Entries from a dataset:
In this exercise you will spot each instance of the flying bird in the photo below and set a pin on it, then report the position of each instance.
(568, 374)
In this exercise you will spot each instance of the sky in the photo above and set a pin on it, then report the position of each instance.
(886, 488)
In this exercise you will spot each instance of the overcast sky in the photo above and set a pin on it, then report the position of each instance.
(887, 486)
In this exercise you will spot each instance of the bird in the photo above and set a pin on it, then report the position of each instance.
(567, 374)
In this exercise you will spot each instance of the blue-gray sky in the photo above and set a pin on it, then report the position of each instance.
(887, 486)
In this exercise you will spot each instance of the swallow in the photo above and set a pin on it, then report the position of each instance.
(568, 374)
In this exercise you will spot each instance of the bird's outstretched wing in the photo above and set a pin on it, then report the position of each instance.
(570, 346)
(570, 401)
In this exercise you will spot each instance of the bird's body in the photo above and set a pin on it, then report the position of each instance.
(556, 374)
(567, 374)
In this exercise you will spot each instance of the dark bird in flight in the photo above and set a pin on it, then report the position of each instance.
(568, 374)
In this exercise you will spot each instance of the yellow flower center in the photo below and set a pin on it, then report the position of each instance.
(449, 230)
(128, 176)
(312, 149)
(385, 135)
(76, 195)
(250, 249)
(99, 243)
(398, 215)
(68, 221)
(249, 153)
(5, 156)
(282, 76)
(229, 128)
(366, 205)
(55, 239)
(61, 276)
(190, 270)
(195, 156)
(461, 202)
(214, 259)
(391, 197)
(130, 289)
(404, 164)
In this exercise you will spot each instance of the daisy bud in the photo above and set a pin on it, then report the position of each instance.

• [WRITTEN TASK]: Write out every line of the records above as a numbered list, skipping any blank lines.

• [REPLY]:
1. In this exercise you will spot each instance of the flying bird in the photo below and set a pin on it, then report the position of each instance.
2. (568, 374)
3. In this exercise you will spot each instance of the sky in the photo above and set a pin on it, then report the position of each instance.
4. (886, 488)
5. In this exercise you will spot each instance of the overcast sky in the photo above and set a pin on it, then report the position of each instance.
6. (887, 486)
7. In this exercise you will spot each instance of the bird in the photo above and set a pin on it, then report the position of each instance.
8. (567, 374)
9. In this exercise you will spot each instance of the blue-gray sky in the photo above and set a pin on it, then report the position of each instance.
10. (887, 486)
11. In this exercise you will spot each instance of the swallow in the photo above and set a pin on it, then report the position of each instance.
12. (568, 374)
13. In this exercise you will spot each instance of the bird's outstretched wing in the photo above and set a pin on it, then report the position of each instance.
14. (570, 346)
15. (570, 401)
16. In this exercise you will spot each instance of the bird's body in the photo above and set a pin on it, then report the position of each instance.
17. (556, 374)
18. (567, 374)
19. In this exercise you will spot each instance of the dark bird in flight in the photo above and set a pin on it, then report the position of each instance.
20. (568, 374)
21. In this exercise you will spot each instance of the yellow flower center in the photo below and set a pin on it, then report the position of each instance.
22. (449, 230)
23. (128, 176)
24. (312, 149)
25. (385, 135)
26. (76, 195)
27. (250, 249)
28. (99, 243)
29. (398, 215)
30. (68, 221)
31. (249, 153)
32. (5, 156)
33. (282, 76)
34. (229, 128)
35. (366, 205)
36. (55, 239)
37. (61, 276)
38. (190, 270)
39. (195, 156)
40. (461, 202)
41. (214, 259)
42. (391, 197)
43. (130, 289)
44. (404, 164)
45. In this exercise you will spot each instance of the daisy bud in the photo above and set a pin on it, then report the position of each instance.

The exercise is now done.